Monsieur Richard Hell était à Paris récemment pour la promo de son livre « Wanna go out », et de Time, une compilation d’enregistrements live. Le débit un peu ralenti, mais l’esprit toujours vif, l’icône punk nous parle.

Chronic’art : Il paraît que, en voyant récemment Le Diable probablement de Robert Bresson, vous y avez reconnu le concept de « blank génération » que vous chantiez dans les 70’s. Pouvez-vous expliquer ça ?

Richard Hell : Quand j’ai vu ce film, il y a deux ans, j’étais extrêmement étonné de voir que Bresson, en 1976, a fait ce film, alors qu’il ne pouvait pas vraisemblablement avoir conscience ou connaissance à cette époque, des sentiments, des cercles, dans lesquels moi j’évoluais. Il ne pouvait répondre à ce que nous faisions nous avec le punk, il ne pouvait être au courant, ou alors, de façon très distante, de ce que nous faisions à New York au même moment. Ce film la meilleure représentation de mon propre état d’esprit à cette époque. Bresson était extra-sensible aux sentiments de la jeunesse à cette époque. Il y a tellement de parallèles entre ce film et ma vie d’alors ! En 1974, je m’étais fait un tee-shirt où il était écrit « Please kill me », et dans le film, le personnage demande également qu’on le tue… Toute ce qu’il raconte au psychiatre aurait pu être les paroles d’une de mes chansons… Ce que les gens appellent « punk » a différents sens. Mais l’état d’esprit dans lequel j’étais à cette période a plus à voir avec ce film qu’avec n’importe quelle autre production artistique que je connais. C’est mon cinéaste préféré, mon héros intellectuel. Même si je ne l’ai découvert que dans les 90’s.

▶ EXERCICES À RÉALISER:
1. Répondez à ces questions sur l'entretien avec Richard Hell :
(a) Quel livre Richard Hell venait-il promouvoir à Paris ?
(b) En quelle année Bresson a-t-il fait le film dont parle Richard Hell ?
(c) Quelle phrase figurait sur le tee-shirt que Richard Hell s'était fait en 1974 ?
2. Reprenez l'entretien avec Richard Hell à l'endroit où il s'arrête et poursuivez-le.
Les données ne sont pas utiles ici.

▶ Extrait d'un jeu de données:
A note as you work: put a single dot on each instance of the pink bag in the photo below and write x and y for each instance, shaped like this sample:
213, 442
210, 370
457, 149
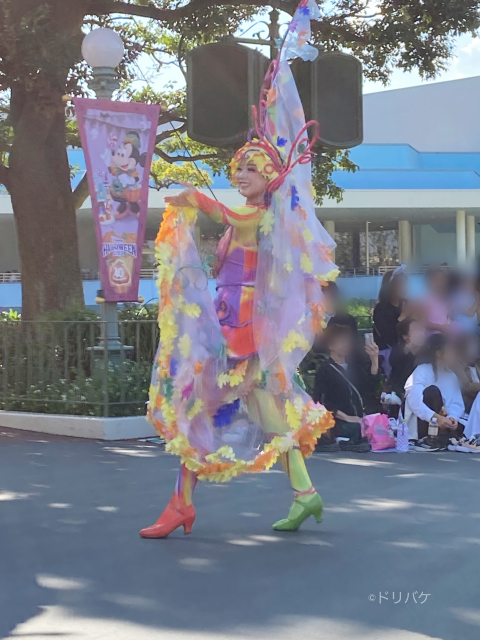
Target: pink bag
375, 428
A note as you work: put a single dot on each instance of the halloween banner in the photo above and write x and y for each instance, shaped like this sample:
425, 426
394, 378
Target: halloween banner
118, 139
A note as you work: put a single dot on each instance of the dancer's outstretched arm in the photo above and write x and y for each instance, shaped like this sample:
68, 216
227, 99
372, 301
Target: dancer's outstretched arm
238, 216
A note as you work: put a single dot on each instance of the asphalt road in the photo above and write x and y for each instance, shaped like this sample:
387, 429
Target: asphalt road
72, 565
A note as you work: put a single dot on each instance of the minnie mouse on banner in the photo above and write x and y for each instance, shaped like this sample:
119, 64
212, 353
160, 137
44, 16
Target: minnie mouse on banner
118, 139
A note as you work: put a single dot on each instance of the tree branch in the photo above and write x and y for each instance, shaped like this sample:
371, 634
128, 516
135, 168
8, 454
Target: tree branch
170, 132
4, 176
80, 193
103, 7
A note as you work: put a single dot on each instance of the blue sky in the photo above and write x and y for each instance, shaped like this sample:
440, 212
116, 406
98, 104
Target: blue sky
465, 63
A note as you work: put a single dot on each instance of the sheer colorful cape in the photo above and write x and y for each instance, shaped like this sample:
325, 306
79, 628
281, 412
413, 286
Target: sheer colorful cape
200, 401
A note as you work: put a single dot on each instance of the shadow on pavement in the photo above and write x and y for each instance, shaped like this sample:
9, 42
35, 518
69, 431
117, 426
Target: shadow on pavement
72, 563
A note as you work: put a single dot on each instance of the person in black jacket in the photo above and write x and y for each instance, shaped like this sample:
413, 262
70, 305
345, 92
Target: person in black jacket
343, 384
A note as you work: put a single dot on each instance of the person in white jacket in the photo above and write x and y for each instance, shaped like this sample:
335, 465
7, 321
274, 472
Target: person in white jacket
433, 390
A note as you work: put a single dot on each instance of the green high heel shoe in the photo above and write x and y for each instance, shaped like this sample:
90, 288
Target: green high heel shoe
299, 512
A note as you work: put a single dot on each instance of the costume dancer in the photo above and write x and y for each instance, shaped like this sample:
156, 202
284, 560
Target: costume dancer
225, 394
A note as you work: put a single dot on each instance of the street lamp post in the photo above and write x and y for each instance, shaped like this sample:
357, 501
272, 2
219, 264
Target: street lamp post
103, 50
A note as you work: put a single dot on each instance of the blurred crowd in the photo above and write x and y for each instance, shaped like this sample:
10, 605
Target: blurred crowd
420, 365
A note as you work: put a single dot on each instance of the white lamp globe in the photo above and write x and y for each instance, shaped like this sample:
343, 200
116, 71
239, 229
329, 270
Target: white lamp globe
103, 48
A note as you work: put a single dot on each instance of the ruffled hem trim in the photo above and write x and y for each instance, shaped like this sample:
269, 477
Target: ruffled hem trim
222, 465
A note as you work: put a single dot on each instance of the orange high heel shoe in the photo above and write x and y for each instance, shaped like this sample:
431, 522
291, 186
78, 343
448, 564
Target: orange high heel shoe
172, 518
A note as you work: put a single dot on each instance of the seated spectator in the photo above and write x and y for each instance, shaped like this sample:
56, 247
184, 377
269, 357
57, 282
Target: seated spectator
343, 385
388, 312
411, 335
433, 391
332, 308
333, 315
466, 369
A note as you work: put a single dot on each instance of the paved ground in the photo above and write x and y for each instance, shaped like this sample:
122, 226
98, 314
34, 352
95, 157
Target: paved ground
72, 564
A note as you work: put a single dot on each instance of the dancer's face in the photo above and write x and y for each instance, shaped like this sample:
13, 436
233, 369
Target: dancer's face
250, 182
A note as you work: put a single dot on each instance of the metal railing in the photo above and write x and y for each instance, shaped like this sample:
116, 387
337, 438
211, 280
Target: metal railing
87, 274
54, 367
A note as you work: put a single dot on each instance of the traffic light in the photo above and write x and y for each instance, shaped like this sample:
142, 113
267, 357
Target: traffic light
330, 89
223, 82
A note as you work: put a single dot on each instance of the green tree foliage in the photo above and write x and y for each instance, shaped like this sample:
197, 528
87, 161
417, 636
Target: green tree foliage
40, 59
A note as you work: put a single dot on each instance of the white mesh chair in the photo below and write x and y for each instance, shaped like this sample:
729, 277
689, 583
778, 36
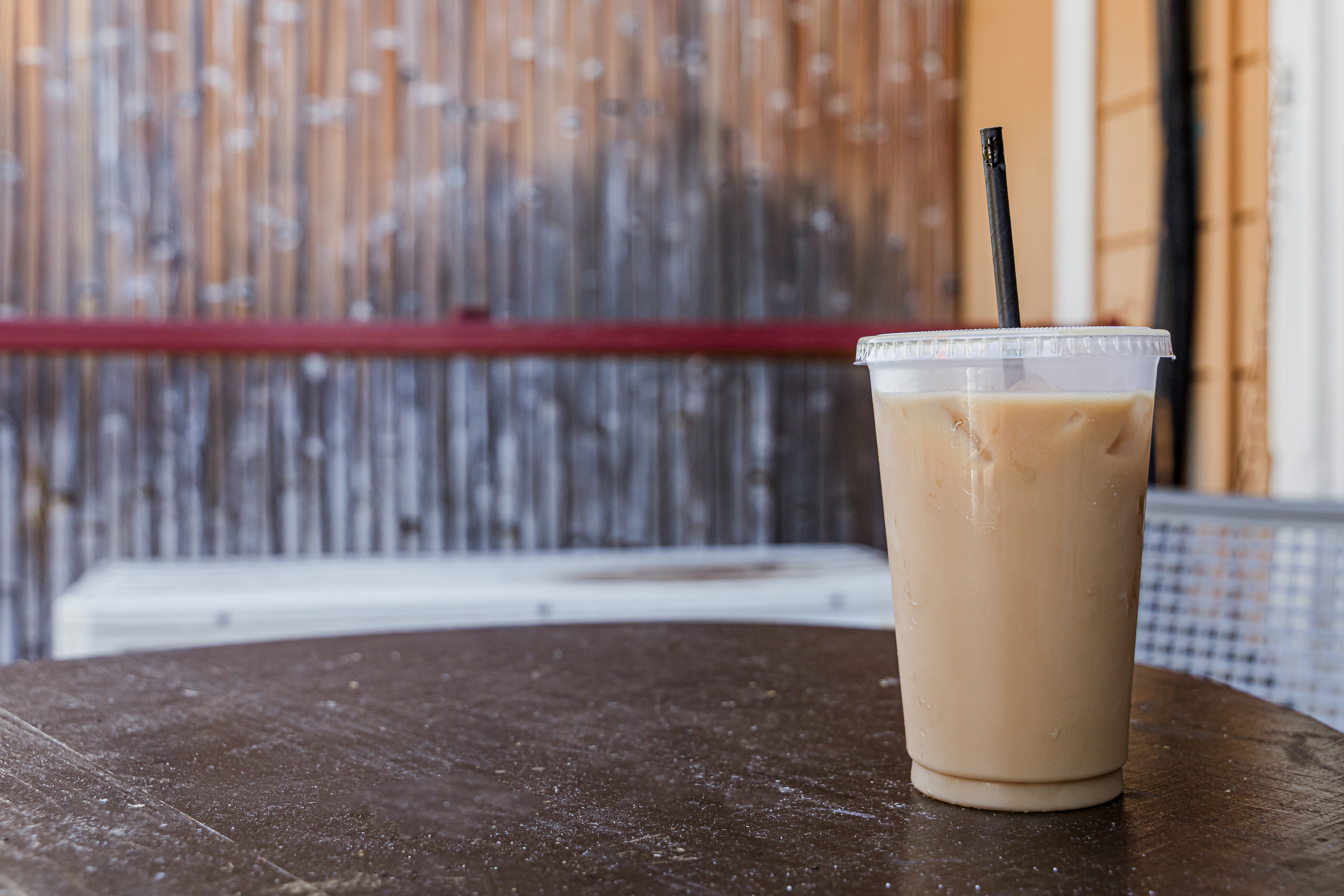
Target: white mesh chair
1248, 592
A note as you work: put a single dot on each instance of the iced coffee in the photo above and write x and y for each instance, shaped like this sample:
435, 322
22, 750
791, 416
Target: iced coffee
1014, 486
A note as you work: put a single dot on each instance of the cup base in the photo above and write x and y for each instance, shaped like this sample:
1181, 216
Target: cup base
1056, 796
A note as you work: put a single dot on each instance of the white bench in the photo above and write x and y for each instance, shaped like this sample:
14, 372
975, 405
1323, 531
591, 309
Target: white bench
158, 605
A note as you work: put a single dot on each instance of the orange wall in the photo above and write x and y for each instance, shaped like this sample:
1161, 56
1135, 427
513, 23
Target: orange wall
1007, 81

▶ RÉPONSES ATTENDUES:
1.
(a) « Wanna go out »
(b) En 1976
(c) « Please kill me »

2.
Que pensez-vous des cinéastes contemporains qui filment la jeunesse américaine, comme Larry Clark ou Harmony Korine ?

Je pense qu’Harmony Korine est le plus intéressant. J’ai détesté Kids. J’ai trouvé qu’il cachait derrière un alibi sociologique son envie de filmer des teenagers en postures sexy. Mais cette jeunesse qu’ils filment n’est pas comparable à la « blank generation », qui était plus solitaire, qui n’avait pas vraiment de vie sociale.

A propos de ce tee-shirt que vous portiez en 74, « Please kill me », à quel moment avez-vous décidé de changer de vie, d’essayer de rester vivant ?

Je n’avais pas vraiment le choix. Mon mode de vie me menait droit à la mort. Et très vite. Je devais décider d’essayer de vivre en laissant tomber les drogues et le désespoir. J’avais fait le tour de cette vie. Et j’ai essayé de vivre de manière plus saine. J’y suis parvenu jusqu’à maintenant.

Vous avez dit que Blank génération avait comblé vos ambitions musicales. C’est vrai ?

En un sens, oui. Mais seulement pour ce qui était d’avoir une vie publique, spectaculaire. Enregistrer, chanter, faire des concerts a comblé ce besoin. Mais je ne pensais pas que cet album était parfait ou le meilleur jamais enregistré. Il concrétisait surtout un besoin de reconnaissance publique. Je me suis senti ensuite beaucoup plus à l’aise pour faire autre chose, écrire, faire des films…
Vous n’avez pas fait de musique pendant des années, avant de reprendre le chemin des studios avec Dim Stars. Qu’est ce qui vous a alors décidé à refaire de la musique ?

C’était très spontané, très facile. Ils m’ont fait cette proposition, on allait en studio, on jouait et on enregistrait. Il n’y avait aucune pression sinon le plaisir de jouer, éventuellement d’enregistrer un disque, et c’est ce qui m’a motivé. Car c’est assez inhabituel. Les compagnies de disques exigent que vous fassiez des tournées, que vous vous vendiez pour promouvoir vos disques. Là, c’était juste une histoire de rencontre et de plaisir.

Vous pourriez refaire des concerts aujourd’hui ?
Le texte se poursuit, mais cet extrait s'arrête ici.